There should be no attempts to delist Virunga as a world heritage site or a national park, nor should any further company be awarded exploration rights in Virunga. We continue to urge the DRC Government to respect the international conventions to which it is a signatory. We are aware of the allegations, which my hon. Friend has repeated today, of wrongdoing against SOCO corporately, its employees and the agents connected to its activities in Virunga. Some of those allegations were listed in the documentary film “Virunga”.

The Serious Fraud Office is aware of the allegations. I am sure the House will understand that it is important that the decision on whether to prosecute in any case is made by the prosecutorial authorities and not by politicians. We expect all companies either operating or registered in the United Kingdom to act appropriately and in compliance with the law. We encourage anyone with evidence of serious fraud, bribery or corruption to contact the SFO. The Government have explained to some of the Virunga campaign groups how exactly they should go about supplying securely any evidence they have to the SFO for it to investigate.

My hon. Friend asked about the UK’s broader approach to combating corruption and the implementation of the Bribery Act 2010. The Government published the United Kingdom’s anti-corruption plan in December last year. It sets out how the Government are doing more across Whitehall’s areas of responsibility to increase transparency, tackle money laundering and ensure that the UK is at the forefront of efforts to raise international standards. The plan sets out a range of measures that we are taking to tackle corruption around the world. Priorities include identifying illicit financial flows; the return of stolen assets; efforts to raise global standards for all, including our international development programmes; and the promotion of sustainable growth, which includes work to stop bribery.
□ □ □ □ □ □ □
Please echo the Virunga passage word for word, starting with "The Serious Fraud" and going on through "it to investigate.". These lines come from a separate source.

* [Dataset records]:
□ □ □ □ □ □ □
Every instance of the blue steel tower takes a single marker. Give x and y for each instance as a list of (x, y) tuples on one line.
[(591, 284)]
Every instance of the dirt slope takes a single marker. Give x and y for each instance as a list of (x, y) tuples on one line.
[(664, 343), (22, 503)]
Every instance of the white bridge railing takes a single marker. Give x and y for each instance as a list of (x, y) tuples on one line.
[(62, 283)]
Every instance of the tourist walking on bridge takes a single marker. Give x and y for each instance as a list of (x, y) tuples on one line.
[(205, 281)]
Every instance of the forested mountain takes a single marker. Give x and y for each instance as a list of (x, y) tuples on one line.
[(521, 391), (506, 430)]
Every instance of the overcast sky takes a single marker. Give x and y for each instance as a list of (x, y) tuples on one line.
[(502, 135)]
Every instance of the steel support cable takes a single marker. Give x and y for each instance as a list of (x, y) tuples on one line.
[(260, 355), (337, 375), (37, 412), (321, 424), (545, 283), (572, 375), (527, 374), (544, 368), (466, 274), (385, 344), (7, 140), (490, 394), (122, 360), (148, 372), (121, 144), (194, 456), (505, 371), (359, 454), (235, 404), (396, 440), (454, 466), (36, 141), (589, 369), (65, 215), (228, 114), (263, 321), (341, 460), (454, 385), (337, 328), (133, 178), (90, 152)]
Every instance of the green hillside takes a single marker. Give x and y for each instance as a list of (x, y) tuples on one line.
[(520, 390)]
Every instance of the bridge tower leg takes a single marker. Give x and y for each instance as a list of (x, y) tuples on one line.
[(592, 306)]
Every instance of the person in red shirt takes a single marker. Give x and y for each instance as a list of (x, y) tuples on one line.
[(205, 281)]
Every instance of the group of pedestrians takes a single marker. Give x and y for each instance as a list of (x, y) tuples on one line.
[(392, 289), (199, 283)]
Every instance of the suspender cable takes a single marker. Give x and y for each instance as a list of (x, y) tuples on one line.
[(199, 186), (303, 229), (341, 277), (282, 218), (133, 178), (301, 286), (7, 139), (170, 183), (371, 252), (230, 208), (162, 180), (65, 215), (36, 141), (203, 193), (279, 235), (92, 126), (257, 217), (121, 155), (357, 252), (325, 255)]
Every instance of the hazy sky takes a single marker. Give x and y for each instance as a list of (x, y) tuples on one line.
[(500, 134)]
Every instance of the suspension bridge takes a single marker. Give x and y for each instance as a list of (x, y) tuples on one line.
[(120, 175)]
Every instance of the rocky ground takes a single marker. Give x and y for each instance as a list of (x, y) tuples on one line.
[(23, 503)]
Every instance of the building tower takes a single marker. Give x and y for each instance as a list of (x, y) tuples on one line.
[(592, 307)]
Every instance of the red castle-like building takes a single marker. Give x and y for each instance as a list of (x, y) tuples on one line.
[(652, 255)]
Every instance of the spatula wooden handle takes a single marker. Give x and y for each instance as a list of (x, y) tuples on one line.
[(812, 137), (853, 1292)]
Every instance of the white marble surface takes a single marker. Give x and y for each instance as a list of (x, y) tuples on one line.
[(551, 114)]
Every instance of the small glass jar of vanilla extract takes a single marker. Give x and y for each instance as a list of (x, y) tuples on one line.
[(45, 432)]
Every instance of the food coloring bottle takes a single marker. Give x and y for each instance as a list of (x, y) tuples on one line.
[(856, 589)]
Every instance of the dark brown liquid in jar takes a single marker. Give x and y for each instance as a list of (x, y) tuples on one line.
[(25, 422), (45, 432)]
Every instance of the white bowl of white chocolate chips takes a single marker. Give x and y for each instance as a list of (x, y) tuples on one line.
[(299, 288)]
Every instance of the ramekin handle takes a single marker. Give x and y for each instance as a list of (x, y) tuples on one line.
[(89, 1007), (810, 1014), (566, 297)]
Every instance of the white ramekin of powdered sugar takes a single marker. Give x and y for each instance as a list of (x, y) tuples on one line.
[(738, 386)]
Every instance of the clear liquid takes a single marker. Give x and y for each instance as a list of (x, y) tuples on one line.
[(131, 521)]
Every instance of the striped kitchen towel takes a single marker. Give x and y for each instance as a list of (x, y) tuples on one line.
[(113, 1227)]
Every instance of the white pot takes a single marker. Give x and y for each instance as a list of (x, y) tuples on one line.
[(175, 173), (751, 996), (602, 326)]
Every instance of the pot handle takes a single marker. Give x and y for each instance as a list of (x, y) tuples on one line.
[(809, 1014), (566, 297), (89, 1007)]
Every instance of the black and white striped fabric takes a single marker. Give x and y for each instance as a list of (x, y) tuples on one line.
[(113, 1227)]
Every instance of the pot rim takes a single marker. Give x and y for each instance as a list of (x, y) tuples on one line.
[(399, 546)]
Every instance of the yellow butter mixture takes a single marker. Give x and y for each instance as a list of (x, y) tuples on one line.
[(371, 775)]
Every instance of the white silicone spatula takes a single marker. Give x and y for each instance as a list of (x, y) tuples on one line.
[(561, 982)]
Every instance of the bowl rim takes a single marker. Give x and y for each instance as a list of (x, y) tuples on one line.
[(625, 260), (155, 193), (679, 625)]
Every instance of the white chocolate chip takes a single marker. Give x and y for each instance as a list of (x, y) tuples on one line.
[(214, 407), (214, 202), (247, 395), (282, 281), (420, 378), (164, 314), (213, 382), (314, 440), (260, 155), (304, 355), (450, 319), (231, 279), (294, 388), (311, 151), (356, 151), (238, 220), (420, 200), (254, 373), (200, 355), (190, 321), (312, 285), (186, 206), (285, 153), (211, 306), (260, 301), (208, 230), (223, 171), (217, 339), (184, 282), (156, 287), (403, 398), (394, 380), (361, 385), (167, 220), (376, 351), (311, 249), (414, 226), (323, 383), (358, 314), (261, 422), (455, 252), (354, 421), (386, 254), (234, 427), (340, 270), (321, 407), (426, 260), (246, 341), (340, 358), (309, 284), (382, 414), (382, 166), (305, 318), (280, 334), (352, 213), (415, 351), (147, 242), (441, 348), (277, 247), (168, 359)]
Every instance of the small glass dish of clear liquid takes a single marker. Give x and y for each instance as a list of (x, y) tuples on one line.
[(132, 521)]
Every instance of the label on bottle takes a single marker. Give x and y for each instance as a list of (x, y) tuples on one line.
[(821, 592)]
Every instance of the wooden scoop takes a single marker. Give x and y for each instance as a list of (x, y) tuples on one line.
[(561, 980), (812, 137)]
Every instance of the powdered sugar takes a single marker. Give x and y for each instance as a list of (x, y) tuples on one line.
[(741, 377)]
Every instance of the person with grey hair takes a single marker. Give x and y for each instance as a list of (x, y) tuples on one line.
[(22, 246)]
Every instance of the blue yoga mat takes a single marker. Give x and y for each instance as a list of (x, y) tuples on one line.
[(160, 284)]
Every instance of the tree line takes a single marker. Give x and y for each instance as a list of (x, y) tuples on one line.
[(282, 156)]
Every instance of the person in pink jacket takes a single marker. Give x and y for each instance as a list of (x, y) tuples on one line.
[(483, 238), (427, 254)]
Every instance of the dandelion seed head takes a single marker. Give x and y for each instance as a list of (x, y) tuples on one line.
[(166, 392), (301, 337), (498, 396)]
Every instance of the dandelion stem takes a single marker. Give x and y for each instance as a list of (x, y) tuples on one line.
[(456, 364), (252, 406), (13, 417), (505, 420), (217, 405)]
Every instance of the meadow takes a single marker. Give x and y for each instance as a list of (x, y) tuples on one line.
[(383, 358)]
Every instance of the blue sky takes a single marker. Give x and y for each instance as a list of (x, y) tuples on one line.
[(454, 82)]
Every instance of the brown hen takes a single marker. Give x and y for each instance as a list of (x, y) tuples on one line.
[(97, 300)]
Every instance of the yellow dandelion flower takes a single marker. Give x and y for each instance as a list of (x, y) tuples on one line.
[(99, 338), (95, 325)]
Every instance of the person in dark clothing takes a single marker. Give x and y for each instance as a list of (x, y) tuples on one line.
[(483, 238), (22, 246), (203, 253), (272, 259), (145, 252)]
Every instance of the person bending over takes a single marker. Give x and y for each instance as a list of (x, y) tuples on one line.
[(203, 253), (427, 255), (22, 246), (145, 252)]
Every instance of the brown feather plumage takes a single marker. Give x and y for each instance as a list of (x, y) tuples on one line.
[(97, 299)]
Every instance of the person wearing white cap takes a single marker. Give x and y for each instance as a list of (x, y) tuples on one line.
□ □ □ □ □ □ □
* [Expected output]:
The Serious Fraud Office is aware of the allegations. I am sure the House will understand that it is important that the decision on whether to prosecute in any case is made by the prosecutorial authorities and not by politicians. We expect all companies either operating or registered in the United Kingdom to act appropriately and in compliance with the law. We encourage anyone with evidence of serious fraud, bribery or corruption to contact the SFO. The Government have explained to some of the Virunga campaign groups how exactly they should go about supplying securely any evidence they have to the SFO for it to investigate.